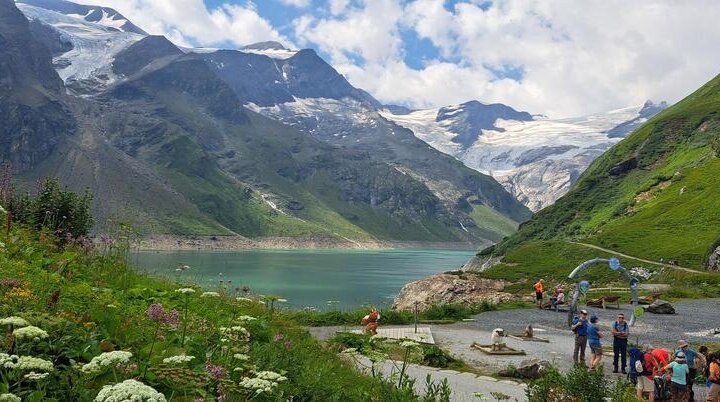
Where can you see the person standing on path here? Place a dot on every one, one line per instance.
(678, 384)
(579, 326)
(714, 376)
(620, 331)
(594, 336)
(690, 355)
(646, 376)
(539, 289)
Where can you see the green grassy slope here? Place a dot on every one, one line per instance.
(655, 195)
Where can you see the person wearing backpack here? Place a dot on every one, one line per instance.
(678, 381)
(690, 356)
(620, 331)
(580, 326)
(647, 369)
(713, 375)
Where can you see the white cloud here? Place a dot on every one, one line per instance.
(576, 59)
(190, 22)
(296, 3)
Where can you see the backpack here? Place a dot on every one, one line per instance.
(637, 368)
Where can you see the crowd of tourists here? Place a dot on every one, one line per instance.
(654, 370)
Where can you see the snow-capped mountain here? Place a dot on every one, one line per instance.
(207, 121)
(536, 159)
(104, 16)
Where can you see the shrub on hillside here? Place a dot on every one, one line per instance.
(58, 210)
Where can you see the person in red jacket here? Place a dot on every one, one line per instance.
(539, 289)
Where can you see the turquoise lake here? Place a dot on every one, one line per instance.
(307, 278)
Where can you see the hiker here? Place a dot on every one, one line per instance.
(539, 289)
(594, 336)
(620, 331)
(371, 321)
(647, 369)
(678, 381)
(713, 375)
(579, 326)
(690, 355)
(557, 299)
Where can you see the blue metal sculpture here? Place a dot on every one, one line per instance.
(583, 286)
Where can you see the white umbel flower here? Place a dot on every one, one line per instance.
(129, 390)
(33, 376)
(107, 359)
(180, 359)
(14, 321)
(9, 398)
(30, 332)
(30, 363)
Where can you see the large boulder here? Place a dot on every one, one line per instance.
(713, 263)
(660, 307)
(480, 264)
(467, 289)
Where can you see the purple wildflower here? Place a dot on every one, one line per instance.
(215, 371)
(156, 312)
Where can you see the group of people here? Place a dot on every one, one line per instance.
(653, 363)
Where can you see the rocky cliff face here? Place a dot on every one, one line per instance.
(32, 111)
(446, 288)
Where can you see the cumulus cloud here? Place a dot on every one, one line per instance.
(574, 60)
(296, 3)
(191, 22)
(557, 57)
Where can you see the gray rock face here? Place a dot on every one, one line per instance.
(660, 307)
(480, 264)
(446, 288)
(713, 263)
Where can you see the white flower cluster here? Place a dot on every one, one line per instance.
(180, 359)
(235, 329)
(8, 361)
(257, 385)
(270, 376)
(30, 332)
(14, 321)
(30, 363)
(9, 398)
(98, 363)
(129, 390)
(33, 376)
(409, 344)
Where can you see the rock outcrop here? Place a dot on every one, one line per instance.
(713, 263)
(447, 288)
(480, 264)
(660, 307)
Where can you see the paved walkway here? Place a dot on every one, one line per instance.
(423, 334)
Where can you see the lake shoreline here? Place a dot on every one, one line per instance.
(237, 243)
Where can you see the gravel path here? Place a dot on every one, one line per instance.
(692, 316)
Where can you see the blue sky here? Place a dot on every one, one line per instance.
(561, 58)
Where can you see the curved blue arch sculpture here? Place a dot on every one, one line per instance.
(613, 264)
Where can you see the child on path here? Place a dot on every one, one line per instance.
(680, 370)
(594, 336)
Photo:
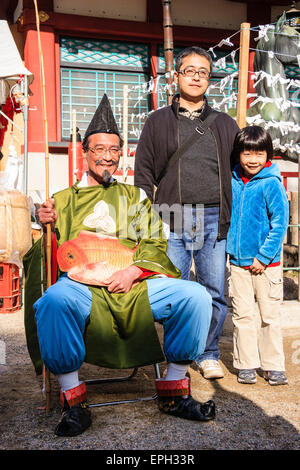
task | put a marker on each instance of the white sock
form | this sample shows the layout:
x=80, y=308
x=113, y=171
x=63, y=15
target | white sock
x=176, y=371
x=69, y=380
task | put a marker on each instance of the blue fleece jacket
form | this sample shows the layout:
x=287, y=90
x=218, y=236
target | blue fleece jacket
x=259, y=219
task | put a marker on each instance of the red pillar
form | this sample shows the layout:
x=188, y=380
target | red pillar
x=36, y=126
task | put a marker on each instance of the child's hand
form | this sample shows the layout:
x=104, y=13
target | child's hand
x=257, y=267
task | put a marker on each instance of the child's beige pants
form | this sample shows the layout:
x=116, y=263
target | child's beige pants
x=257, y=337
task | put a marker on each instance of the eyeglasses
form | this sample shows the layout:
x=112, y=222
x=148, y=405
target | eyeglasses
x=191, y=72
x=102, y=151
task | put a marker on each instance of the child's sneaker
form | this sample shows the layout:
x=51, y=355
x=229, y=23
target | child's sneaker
x=247, y=376
x=275, y=377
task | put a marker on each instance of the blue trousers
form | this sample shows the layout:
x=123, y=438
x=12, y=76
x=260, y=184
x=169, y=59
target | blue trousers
x=198, y=241
x=183, y=307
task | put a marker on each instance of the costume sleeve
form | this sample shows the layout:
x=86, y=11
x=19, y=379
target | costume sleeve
x=278, y=213
x=144, y=161
x=152, y=242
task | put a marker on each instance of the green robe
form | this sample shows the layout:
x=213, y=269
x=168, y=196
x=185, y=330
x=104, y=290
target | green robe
x=121, y=331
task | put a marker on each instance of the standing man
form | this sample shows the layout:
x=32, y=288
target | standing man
x=185, y=152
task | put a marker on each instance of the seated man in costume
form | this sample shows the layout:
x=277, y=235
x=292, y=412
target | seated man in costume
x=148, y=290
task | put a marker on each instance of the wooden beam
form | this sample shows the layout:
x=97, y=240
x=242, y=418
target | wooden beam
x=106, y=28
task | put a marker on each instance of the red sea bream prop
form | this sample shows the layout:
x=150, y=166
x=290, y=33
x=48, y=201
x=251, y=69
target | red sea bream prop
x=91, y=258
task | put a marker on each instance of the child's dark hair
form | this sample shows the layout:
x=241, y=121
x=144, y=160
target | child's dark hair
x=253, y=138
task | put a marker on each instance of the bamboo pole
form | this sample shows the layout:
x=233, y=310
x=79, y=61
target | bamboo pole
x=125, y=131
x=46, y=373
x=243, y=75
x=168, y=48
x=74, y=145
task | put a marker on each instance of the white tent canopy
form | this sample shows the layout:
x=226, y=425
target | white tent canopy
x=11, y=64
x=12, y=70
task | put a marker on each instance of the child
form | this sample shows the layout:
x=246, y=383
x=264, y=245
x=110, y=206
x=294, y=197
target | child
x=259, y=221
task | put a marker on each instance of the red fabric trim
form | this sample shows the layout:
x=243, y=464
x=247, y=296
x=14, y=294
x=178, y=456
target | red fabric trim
x=271, y=265
x=172, y=388
x=54, y=260
x=74, y=396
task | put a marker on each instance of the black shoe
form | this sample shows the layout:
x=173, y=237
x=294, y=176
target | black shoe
x=74, y=421
x=187, y=408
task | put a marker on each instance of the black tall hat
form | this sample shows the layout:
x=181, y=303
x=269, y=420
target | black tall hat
x=103, y=120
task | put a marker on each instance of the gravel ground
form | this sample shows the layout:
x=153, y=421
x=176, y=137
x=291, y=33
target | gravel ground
x=249, y=417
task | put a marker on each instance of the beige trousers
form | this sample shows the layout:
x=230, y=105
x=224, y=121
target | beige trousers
x=257, y=337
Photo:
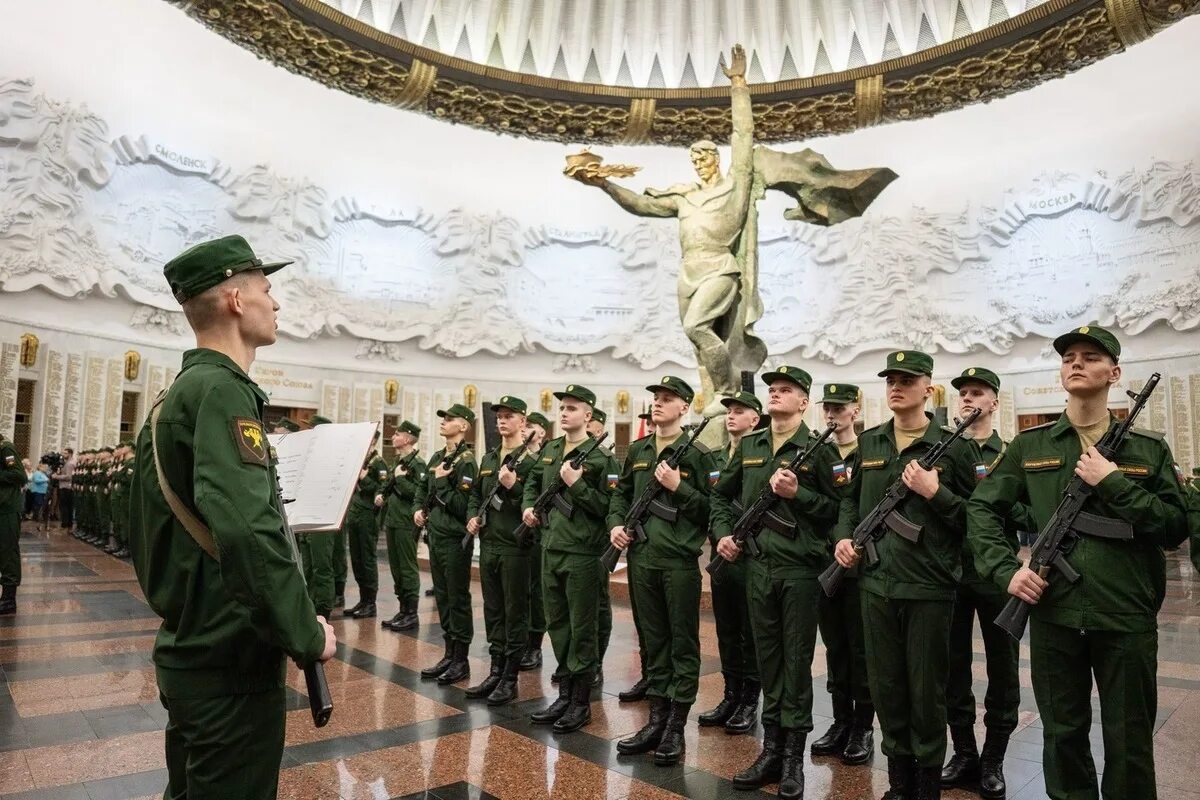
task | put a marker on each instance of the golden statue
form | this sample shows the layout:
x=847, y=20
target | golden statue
x=719, y=298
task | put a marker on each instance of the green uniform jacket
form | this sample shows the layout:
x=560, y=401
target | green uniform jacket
x=1123, y=583
x=931, y=567
x=227, y=627
x=667, y=543
x=449, y=516
x=399, y=492
x=814, y=509
x=585, y=534
x=504, y=521
x=12, y=476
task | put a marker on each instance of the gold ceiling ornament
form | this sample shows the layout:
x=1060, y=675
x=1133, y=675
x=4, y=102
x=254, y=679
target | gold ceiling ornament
x=29, y=343
x=1048, y=41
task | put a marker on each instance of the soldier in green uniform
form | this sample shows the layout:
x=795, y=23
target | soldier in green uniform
x=1103, y=626
x=851, y=735
x=503, y=564
x=571, y=541
x=909, y=596
x=12, y=477
x=228, y=589
x=397, y=524
x=978, y=388
x=781, y=585
x=449, y=564
x=532, y=656
x=738, y=709
x=664, y=575
x=364, y=533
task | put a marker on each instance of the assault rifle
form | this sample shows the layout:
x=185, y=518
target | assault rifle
x=1059, y=535
x=651, y=503
x=761, y=513
x=492, y=501
x=552, y=495
x=885, y=516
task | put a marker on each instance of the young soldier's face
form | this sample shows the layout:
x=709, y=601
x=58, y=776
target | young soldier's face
x=574, y=414
x=840, y=414
x=741, y=419
x=509, y=422
x=907, y=392
x=667, y=408
x=785, y=398
x=975, y=395
x=1087, y=370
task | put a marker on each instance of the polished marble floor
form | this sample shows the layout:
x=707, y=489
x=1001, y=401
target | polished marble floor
x=79, y=715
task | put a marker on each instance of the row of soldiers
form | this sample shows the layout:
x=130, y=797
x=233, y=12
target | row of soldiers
x=100, y=486
x=898, y=633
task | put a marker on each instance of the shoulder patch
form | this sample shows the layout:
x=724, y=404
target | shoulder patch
x=247, y=434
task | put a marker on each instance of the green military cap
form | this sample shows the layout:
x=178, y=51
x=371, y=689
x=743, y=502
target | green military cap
x=978, y=374
x=457, y=410
x=202, y=266
x=677, y=386
x=511, y=403
x=579, y=392
x=911, y=362
x=797, y=376
x=1098, y=336
x=840, y=394
x=743, y=398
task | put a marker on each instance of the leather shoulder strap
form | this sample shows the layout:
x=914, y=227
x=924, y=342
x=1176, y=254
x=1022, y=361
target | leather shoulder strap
x=191, y=523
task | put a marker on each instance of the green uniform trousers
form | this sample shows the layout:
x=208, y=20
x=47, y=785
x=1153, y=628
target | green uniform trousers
x=1063, y=661
x=228, y=746
x=317, y=557
x=669, y=608
x=784, y=615
x=907, y=660
x=537, y=608
x=364, y=536
x=504, y=581
x=10, y=546
x=735, y=637
x=1001, y=651
x=450, y=567
x=840, y=620
x=573, y=605
x=406, y=577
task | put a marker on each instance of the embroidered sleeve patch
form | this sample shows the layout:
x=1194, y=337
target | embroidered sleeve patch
x=251, y=441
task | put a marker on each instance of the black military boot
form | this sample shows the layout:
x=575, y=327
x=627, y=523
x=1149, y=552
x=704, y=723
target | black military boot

::::

Work order: Within the material above, output exactly the lines from the one with "target | blue trousers" through the one with "the white tent canopy", end lines included, and nothing besides.

Task solution:
target | blue trousers
x=198, y=241
x=183, y=307
task | put a marker on each instance of the costume sleeve
form | this sample shows the layout:
x=86, y=11
x=19, y=379
target | costume sleeve
x=278, y=213
x=144, y=161
x=152, y=242
task | put a marker on each instance of the green robe
form | this sample shows the layout:
x=213, y=269
x=168, y=196
x=185, y=330
x=104, y=290
target | green robe
x=121, y=331
task | put a marker on each instance of the standing man
form | this sample shows the layout:
x=32, y=288
target | standing man
x=185, y=152
task | put a marker on each instance of the seated man in costume
form | this sample shows the layout:
x=277, y=235
x=292, y=412
target | seated man in costume
x=148, y=290
task | put a marker on each instance of the wooden beam
form | this sample shows the layout:
x=97, y=240
x=242, y=418
target | wooden beam
x=106, y=28
task | put a marker on each instance of the red sea bream prop
form | this sample shows the layout:
x=150, y=166
x=290, y=33
x=48, y=201
x=251, y=69
target | red sea bream prop
x=91, y=258
task | put a marker on each instance of the child's dark hair
form | this sample shows the layout:
x=241, y=121
x=144, y=160
target | child's dark hair
x=253, y=138
task | put a marker on each instance of the bamboo pole
form | this sample shows the layout:
x=233, y=310
x=79, y=61
target | bamboo pole
x=125, y=131
x=46, y=373
x=243, y=75
x=168, y=48
x=74, y=145
task | put a marker on each instance of the white tent canopy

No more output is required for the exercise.